Instructions to follow: What you return must match the records character for character.

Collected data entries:
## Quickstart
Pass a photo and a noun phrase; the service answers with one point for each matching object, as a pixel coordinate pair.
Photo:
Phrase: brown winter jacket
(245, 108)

Your solution:
## Quickstart
Pass a photo and a noun phrase; the service answers with one point for each matching object, as a pixel coordinate pair.
Photo:
Phrase: brown winter jacket
(245, 108)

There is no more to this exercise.